* _REQUIREMENT_: Write a continuation of the review of Salman Rushdie's novel The Golden House, picking up after its final sentence.

‘The Golden House’ Is Salman Rushdie’s Stunning Return to Form

Rushdie offers no easy answers, but the spirit of questions The Golden House helps provoke, makes it a great book and a worthwhile investment.

american dream

A dear friend, who moved to the US, once told me that perhaps the greatest myth that generations of Indians have held to is the similarity of the Indian life with that of its former ruler, Great Britain. “Nothing could be further from the truth,” he said one evening, over drinks, during one of his numerous sojourns to his motherland. According to him, if there was one thing he learned since moving to the US, it was the inescapable fact that if there is one country India is similar to, in terms of its temperament, it’s the US. I didn’t make much of this idea then, but over the last one year, in view of a series of unfortunate events that might just put Lemony Snicket and his wonderful creation, Count Olaf, to proverbial shame, I was compelled to revisit my friend’s hypothesis. This idea is only reinforced in Salman Rushdie’s newest offering, The Golden House.

The novel, designed as an homage to F. Scott Fitzgerald’s Jazz Age document, The Great Gatsby, is about a family – Nero Golden and his three sons – as they flee from their life in India in the wake of the November 26 Mumbai terror attacks to a plush life in New York’s MacDougal Street. Like all of Rushdie’s earlier works, The Golden House contains a decent doze of what can be called the ‘Rushdie-esque’: families with a terrible past that they are ostensibly trying to escape from, only to have the past catch up on them, hybrid identities, migration, metamorphoses, and the inescapable power of history as it winds its tentacles on the personal as well as the political, thereby rendering the separation between those two invalid.

But unlike his other novels, The Golden House is much more moored to the realist tradition, and by that alone, bears a much greater resemblance to William Makepeace Thackeray’s Vanity Fair. (There is a bit of Kafka, there too, in spirit). But maybe the abiding influence here is Philip Roth.

Salman Rushdie

Salman Rushdie
The Golden House
Penguin Random House, 2017

Beginning with Barack Obama’s inauguration, we follow the novel’s narrator, Rene Unterlinden, as he frequently visits, spies, becomes obsessed with, imagines and is subsequently sucked into the life of his next door neighbour, the Goldens. In this vein alone, Unterlinden, becomes a Nathan Zuckerman-like entity – Roth’s great creation. He is both narrator and character as he prods through the lives we are not privy enough to understand. The novel ends roughly around the time Obama’s presidency ends and the ‘series of unfortunate events’ in the recent life of the US (and by extension, India) begins, with the coming to power of Donald Trump (who is characterised in the novel as The Joker, pitted against the Batwoman aka Hillary Rodham Clinton).

While Fitzgerald sought to distil the essence of the Jazz Age through the life of Jay Gatsby as he pines and obsesses over Daisy Buchanan – a metaphor maybe of the elusive Great American Dream – Rushdie’s Nero and his three eccentric sons, the elder Petya, with his mild autism and wild agoraphobia, the middle Apu, part time artist and fulltime womaniser, and the tragic youngest D, with his ever-changing desire to eschew normative notions of gender restrictions, becomes a document of what has come to be known as the post-truth age. Indeed, the novel, with Unterlinden as the Zuckerman-like narrator, constantly reminds us that what we are indeed reading can be both the real and the figment of someone’s imagination.

* _DATA EXCERPT_:
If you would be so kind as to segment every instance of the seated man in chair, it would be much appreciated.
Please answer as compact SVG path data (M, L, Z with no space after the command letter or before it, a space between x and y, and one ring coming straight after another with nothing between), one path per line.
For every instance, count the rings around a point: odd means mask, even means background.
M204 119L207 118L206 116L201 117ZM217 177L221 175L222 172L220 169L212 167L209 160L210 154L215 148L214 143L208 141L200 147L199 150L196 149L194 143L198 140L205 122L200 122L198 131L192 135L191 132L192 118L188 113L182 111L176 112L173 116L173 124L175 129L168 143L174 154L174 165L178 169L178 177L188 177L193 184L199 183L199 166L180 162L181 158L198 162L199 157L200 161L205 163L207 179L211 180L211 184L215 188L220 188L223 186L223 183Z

* _RESPONSE BELOW_:
Roth observes in his monumental novel, The American Pastoral:

“You fight your superficiality, your shallowness, so as to try to come at people without unreal expectations, without an overload of bias or hope or arrogance, as untanklike as you can be, sans cannon and machine guns and steel plating half a foot thick; you come at them unmenacingly on your own ten toes instead of tearing up the turf with your caterpillar treads, take them on with an open mind, as equals, man to man, as we used to say, and yet you never fail to get them wrong. You might as well have the brain of a tank. You get them wrong before you meet them, while you’re anticipating meeting them; you get them wrong while you’re with them; and then you go home to tell somebody else about the meeting and you get them all wrong again. Since the same generally goes for them with you, the whole thing is really a dazzling illusion. … The fact remains that getting people right is not what living is all about anyway. It’s getting them wrong that is living, getting them wrong and wrong and wrong and then, on careful reconsideration, getting them wrong again. That’s how we know we’re alive: we’re wrong.”

By making Unterlinden the narrator – who, by the way, is writing a screenplay, which will eventually be titled The Golden House – Rushdie peppers the book with this question: can we know any life, which is different from our very own, fully? If, to return to Roth, living is all about being wrong about others and being wrong again, repeatedly, what does that make men in power, with the authority to shape public opinion? Or to quote Unterlinden himself from the novel,

“In these our cowardly times, we deny the grandeur of the Universal, and assert and glorify our local Bigotries, and so we cannot agree on much. In these our degenerate times, men bent on nothing but vainglory and personal gain – hollow, bombastic men for whom nothing is off-limits if it advances their petty cause – will claim to be great leaders and benefactors, acting in the common good, and calling all who oppose them liars, envious, little people, stupid people, stiff, and, in a precise reversal of the truth, dishonest and corrupt.”

‘These cowardly times’ can very well be the refrain of this weird age we are living in at this moment. What Rushdie writes above about ‘bombastic men’ can be true for both Trump, and closer to home, a certain “barrel chested man named NaMo.” My friend who pointed out that America and India are like siamese twins, conjoined at the hip, later elaborated that he thought so because both our democracies are uncannily similar. We are both founded not so much on the legacy of peace, but violence, the Partition here, and the extermination and corralling of native Americans and slavery of Africans there. More than anything else, as Tocqueville observed in the case of America, if there is one truth about the emergence of democracy there, it is that the American experience is inextricably bound with religion. And that truth alone has proved to be the undoing of both US, and India.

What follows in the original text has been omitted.